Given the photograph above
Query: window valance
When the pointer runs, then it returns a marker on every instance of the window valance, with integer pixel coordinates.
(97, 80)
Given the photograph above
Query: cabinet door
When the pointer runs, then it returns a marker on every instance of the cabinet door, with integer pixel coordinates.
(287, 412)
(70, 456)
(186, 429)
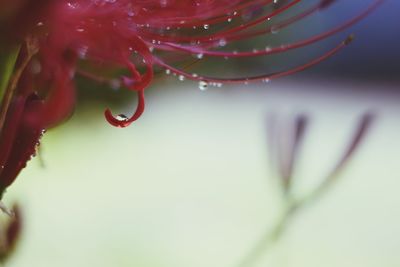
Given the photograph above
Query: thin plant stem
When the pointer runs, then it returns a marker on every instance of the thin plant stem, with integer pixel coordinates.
(7, 96)
(8, 59)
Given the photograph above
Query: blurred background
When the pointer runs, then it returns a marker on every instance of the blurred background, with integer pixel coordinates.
(190, 184)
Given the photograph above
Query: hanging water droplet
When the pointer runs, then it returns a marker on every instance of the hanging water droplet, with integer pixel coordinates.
(275, 29)
(222, 42)
(115, 84)
(122, 117)
(203, 85)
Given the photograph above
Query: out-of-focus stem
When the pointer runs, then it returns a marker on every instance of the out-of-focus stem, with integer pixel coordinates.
(15, 75)
(271, 236)
(8, 58)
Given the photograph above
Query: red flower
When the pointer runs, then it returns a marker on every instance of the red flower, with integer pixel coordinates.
(132, 35)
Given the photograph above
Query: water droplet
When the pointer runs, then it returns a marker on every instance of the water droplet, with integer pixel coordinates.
(222, 42)
(203, 85)
(122, 117)
(274, 29)
(115, 84)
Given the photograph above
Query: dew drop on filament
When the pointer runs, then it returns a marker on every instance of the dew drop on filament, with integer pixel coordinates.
(122, 117)
(203, 85)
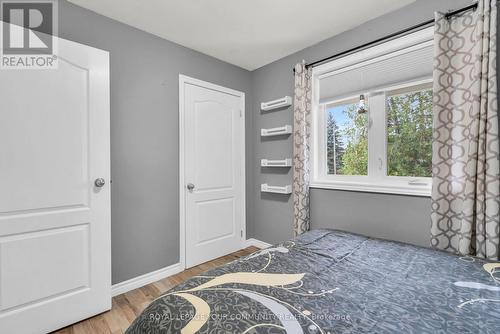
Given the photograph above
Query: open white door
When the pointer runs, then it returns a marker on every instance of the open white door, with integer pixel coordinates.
(212, 170)
(55, 257)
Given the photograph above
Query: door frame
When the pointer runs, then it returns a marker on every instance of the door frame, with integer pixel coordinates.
(183, 80)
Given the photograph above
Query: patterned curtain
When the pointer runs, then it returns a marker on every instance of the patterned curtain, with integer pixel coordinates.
(466, 171)
(301, 149)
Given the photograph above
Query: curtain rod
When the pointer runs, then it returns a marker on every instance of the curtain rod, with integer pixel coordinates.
(389, 37)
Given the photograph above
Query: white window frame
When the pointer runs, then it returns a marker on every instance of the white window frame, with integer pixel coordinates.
(377, 179)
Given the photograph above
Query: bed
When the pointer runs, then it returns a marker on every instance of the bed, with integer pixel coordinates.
(329, 281)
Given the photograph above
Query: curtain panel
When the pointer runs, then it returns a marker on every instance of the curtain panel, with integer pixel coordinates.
(301, 148)
(466, 169)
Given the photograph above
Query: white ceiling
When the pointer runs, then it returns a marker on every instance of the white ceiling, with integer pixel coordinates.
(246, 33)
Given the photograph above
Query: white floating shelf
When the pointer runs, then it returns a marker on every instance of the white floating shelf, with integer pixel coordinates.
(279, 103)
(276, 163)
(286, 190)
(282, 130)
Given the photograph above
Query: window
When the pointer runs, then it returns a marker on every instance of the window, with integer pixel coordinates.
(372, 128)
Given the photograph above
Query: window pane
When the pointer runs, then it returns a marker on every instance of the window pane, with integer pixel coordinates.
(409, 133)
(346, 140)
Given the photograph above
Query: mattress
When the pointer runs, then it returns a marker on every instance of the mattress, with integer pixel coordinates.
(329, 281)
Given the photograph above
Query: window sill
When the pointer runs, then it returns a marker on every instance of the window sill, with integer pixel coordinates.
(395, 189)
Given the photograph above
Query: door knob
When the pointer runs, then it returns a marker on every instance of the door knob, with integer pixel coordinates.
(99, 183)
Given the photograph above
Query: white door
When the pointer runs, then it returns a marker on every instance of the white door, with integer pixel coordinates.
(54, 221)
(212, 178)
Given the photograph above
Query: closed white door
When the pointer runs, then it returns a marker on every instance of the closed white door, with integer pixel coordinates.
(212, 186)
(54, 220)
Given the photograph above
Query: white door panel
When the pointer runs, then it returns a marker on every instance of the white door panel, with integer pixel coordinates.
(214, 164)
(55, 258)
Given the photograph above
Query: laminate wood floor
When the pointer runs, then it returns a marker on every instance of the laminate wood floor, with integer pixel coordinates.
(128, 306)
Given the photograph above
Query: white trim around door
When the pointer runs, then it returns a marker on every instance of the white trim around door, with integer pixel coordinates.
(183, 81)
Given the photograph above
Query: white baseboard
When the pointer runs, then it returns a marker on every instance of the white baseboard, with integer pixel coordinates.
(256, 243)
(140, 281)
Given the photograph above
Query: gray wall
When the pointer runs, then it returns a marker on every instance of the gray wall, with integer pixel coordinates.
(402, 218)
(144, 133)
(144, 140)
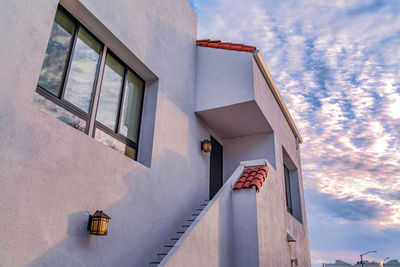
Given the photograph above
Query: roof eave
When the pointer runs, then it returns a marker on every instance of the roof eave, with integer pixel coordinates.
(267, 75)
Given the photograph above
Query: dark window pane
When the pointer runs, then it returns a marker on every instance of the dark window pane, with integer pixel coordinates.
(59, 113)
(288, 189)
(110, 94)
(132, 106)
(83, 71)
(56, 53)
(115, 144)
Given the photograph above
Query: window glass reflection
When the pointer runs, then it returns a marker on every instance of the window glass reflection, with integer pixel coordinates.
(110, 94)
(115, 144)
(132, 106)
(82, 71)
(59, 113)
(56, 53)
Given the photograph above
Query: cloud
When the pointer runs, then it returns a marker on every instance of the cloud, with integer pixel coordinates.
(337, 66)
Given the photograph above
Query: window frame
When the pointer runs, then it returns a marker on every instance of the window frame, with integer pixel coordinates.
(90, 116)
(116, 134)
(288, 189)
(59, 100)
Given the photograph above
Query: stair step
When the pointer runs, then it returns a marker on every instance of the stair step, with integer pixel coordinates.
(161, 256)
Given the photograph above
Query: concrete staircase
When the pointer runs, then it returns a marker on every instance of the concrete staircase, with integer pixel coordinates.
(177, 236)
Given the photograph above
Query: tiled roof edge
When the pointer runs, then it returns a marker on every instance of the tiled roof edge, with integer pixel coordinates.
(225, 45)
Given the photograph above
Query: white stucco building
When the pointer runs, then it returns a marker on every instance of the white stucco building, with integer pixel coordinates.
(141, 93)
(338, 263)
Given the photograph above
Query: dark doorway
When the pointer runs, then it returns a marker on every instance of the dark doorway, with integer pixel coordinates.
(215, 167)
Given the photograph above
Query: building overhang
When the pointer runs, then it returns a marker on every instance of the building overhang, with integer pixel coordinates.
(228, 90)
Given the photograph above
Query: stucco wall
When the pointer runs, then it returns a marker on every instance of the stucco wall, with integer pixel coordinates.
(52, 176)
(284, 137)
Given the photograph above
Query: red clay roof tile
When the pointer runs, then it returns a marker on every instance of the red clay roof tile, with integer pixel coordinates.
(226, 45)
(252, 177)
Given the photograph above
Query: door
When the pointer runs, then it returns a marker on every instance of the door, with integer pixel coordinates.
(215, 167)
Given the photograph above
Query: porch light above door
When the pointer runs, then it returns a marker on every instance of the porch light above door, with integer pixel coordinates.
(98, 223)
(206, 146)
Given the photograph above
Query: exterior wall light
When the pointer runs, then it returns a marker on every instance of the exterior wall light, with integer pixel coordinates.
(290, 239)
(206, 145)
(98, 223)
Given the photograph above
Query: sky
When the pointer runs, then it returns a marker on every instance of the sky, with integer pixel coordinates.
(337, 66)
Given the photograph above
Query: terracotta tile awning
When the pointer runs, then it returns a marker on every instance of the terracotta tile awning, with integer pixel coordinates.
(252, 177)
(227, 46)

- _INSTRUCTIONS TO FOLLOW_: Repeat each entry exactly as given; no pictures belong in the copy.

- _EXERCISE SOLUTION_:
Given the photograph above
Query: window valance
When the pointer runs, then it returns a marker on every instance of the window valance, with integer pixel coordinates.
(97, 80)
Given the photograph above
Query: cabinet door
When the pointer runs, then it returns a marker on every instance of the cabinet door, with integer pixel coordinates.
(287, 412)
(70, 456)
(186, 429)
Given the photograph above
Query: thin plant stem
When the pointer runs, then it returns a marker on every instance of the thin plant stem, with integer pixel coordinates.
(7, 96)
(8, 59)
Given the photograph above
Query: blurred background
When the pointer runs, then it returns a marker on every instance of the blurred background, with integer pixel coordinates.
(190, 184)
Given the photograph above
Query: hanging water droplet
When the pointer runs, then it returns a marker on every instance of the hanging water droplet, with integer pixel coordinates.
(275, 29)
(222, 42)
(115, 84)
(122, 117)
(203, 85)
Given the photograph above
Query: out-of-focus stem
When the pointer runs, then it returns a marker on every instance of the out-of-focus stem, with integer pixel coordinates.
(15, 75)
(271, 236)
(8, 58)
Given the photograph above
Query: red flower
When the pointer runs, then it returns a marker on every instance of the red flower, with integer pixel coordinates.
(132, 35)
Given the photograph above
Query: water droplet
When the pointer runs, then it returns a marker on every instance of the water droplet, with integer pixel coordinates.
(222, 42)
(203, 85)
(122, 117)
(274, 29)
(115, 84)
Given the photograph above
Query: dew drop on filament
When the pointer runs, then it returns a marker on every instance of the dew drop on filament, with integer pixel coordinates.
(122, 117)
(203, 85)
Given the photograph above
Query: open white door
When the pointer runs, then it returns a marker on every instance of the open white door, with integer pixel coordinates.
(212, 170)
(55, 257)
Given the photograph above
Query: door frame
When the pointer runs, then it returns a marker on every instance of the door frame, with integer pixel coordinates.
(183, 80)
Given the photograph above
Query: patterned curtain
When the pointer runs, then it returns a marker on every instance of the patterned curtain, with integer pixel coordinates.
(466, 171)
(301, 149)
Given the photograph above
Query: curtain rod
When the pointer runs, then it returns a marker on every instance of the curtain rod, with integer pixel coordinates.
(389, 37)
Given the photograph above
Query: white window frame
When the pointer runs, then it returns a marker on every instance of the white window frame, with integer pixel coordinates.
(377, 179)
Given the photograph above
Query: bed
When the pointer runs, then it returns a marker on every instance of the bed, with integer pixel coordinates.
(329, 281)
Given the photograph above
Query: curtain panel
When the pointer runs, then it returns a marker on every instance of the curtain panel, with integer pixel coordinates.
(301, 148)
(466, 169)
Given the photograph above
Query: white ceiling
When the pointer runs, then it returns a marker on every instance of the white ceiling, with integer pixel coordinates.
(246, 33)
Given the photograph above
Query: white floating shelf
When the pointer runs, then it returns a marker on every instance of the white floating shelf, with integer pixel coordinates.
(279, 103)
(276, 163)
(286, 190)
(282, 130)
Given the photograph above
Query: window
When the pointer runs, then it returns a marker on every instance of the window, with integer pixel coordinates.
(372, 128)
Given the photograph above
Query: window pane
When the pointer runs, then it returns a marker on every instance of the window pane, with integer pixel coordinates.
(409, 133)
(346, 140)
Given the photograph above
Query: mattress
When the pointer runs, then it returns a marker on every instance of the mattress, with integer pixel coordinates.
(329, 281)
Given the photograph above
Query: window sill
When the pointer runs, then it returns a marker on every instance of the window sill, with integer pixel coordinates.
(395, 189)
Given the photograph above
Query: door knob
When the pointer runs, then it returns a marker on every instance of the door knob, with integer pixel coordinates.
(99, 183)
Given the photograph above
Query: white door
When the pointer runs, then it returns a marker on every instance of the white door, with integer pixel coordinates.
(54, 221)
(212, 178)
Given the photograph above
Query: closed white door
When the pointer runs, then it returns a marker on every instance of the closed white door, with integer pixel coordinates.
(212, 186)
(54, 220)
Given the photograph above
Query: white door panel
When the pointer runs, then it returns a marker on every instance of the white door panel, with integer pixel coordinates.
(214, 164)
(55, 258)
Given the photograph above
Query: laminate wood floor
When the pointer runs, then it returns a marker on every instance of the laminate wood floor, with integer pixel coordinates.
(128, 306)
Given the photograph above
Query: white trim around door
When the pointer runs, then it returns a marker on every instance of the white trim around door, with integer pixel coordinates.
(183, 81)
Given the photograph above
Query: white baseboard
When the pointer runs, then it returns a marker on every instance of the white baseboard, with integer pixel coordinates.
(256, 243)
(140, 281)
Given the photograph above
Query: gray wall
When the pointer runs, then it returns a marker on every instance of the gray wall, with integer pixel coordinates.
(402, 218)
(144, 133)
(144, 140)
Given the photograph above
Query: roof eave
When the pointer runs, then it returns a marker on every instance of the roof eave, with integer pixel coordinates.
(267, 75)
Given the photograph above
Query: dark window pane
When the pointer runs, then it returns a marker on every instance of the dark window pane, with integer pixel coordinates.
(59, 113)
(288, 189)
(110, 94)
(132, 106)
(83, 71)
(56, 53)
(115, 144)
Given the photograph above
Query: window glass reflection
When the pointer runs, then it returns a marker on every instance of the window glass reflection, with integer pixel coordinates.
(110, 94)
(115, 144)
(132, 106)
(82, 71)
(59, 113)
(56, 53)
Given the photograph above
Query: cloud
When the pointer runs, then it returns a marker on every instance of the cloud, with integer pixel coordinates.
(337, 66)
Given the photograph above
Query: window frame
When the pointer runs, then it returns a marker on every instance of the window frame, with integer pixel coordinates.
(90, 116)
(116, 134)
(288, 189)
(59, 100)
Given the photograph above
Query: stair step
When the pointer runs, then it returns a marker on every instance of the stair step, with integer pixel coordinates.
(161, 256)
Given the photograph above
Query: concrete staircase
When the pointer runs, then it returns a marker on every instance of the concrete staircase, with integer pixel coordinates.
(177, 236)
Given the photograph above
Query: tiled roof edge
When the pointer runs, then it returns a marker on every instance of the tiled roof edge, with integer pixel coordinates.
(225, 45)
Given the photograph above
Query: white stucco building
When the pointer runs, then it returns a marker on every instance of the white stucco building, with integer pixel coordinates.
(141, 93)
(338, 263)
Given the photograph above
Query: dark doorway
When the pointer runs, then it returns a marker on every instance of the dark doorway, with integer pixel coordinates.
(215, 167)
Given the photograph above
Query: building overhang
When the pointer runs, then it returns a marker on every instance of the building overhang, with integer pixel coordinates.
(228, 90)
Given the photograph above
Query: stucco wall
When the pointer runs, then it returns a marker on every instance of the stucco wall, with integer pixel coordinates.
(52, 176)
(284, 137)
Given the photograph above
Query: red clay roof tile
When the pointer runs, then it returns a marker on every instance of the red clay roof tile, with integer pixel coordinates.
(226, 45)
(252, 177)
Given the photograph above
Query: door
When the pointer runs, then it returns a marker on every instance of the door, with integer pixel coordinates.
(215, 167)
Given the photograph above
Query: porch light above door
When the pointer runs, then it returns a marker on every instance of the porch light above door, with integer pixel coordinates.
(98, 223)
(206, 146)
Given the photograph above
Query: exterior wall light
When the pointer runs, then it returns a marker on every instance of the exterior wall light, with integer pixel coordinates.
(290, 239)
(206, 145)
(98, 223)
Given the photograph above
Query: sky
When the pointer runs, then it returns a marker on every instance of the sky, with integer pixel coordinates.
(337, 66)
Given the photograph above
Query: terracotta tile awning
When the pointer runs, then it returns a marker on every instance of the terracotta tile awning, with integer pixel coordinates.
(252, 177)
(227, 46)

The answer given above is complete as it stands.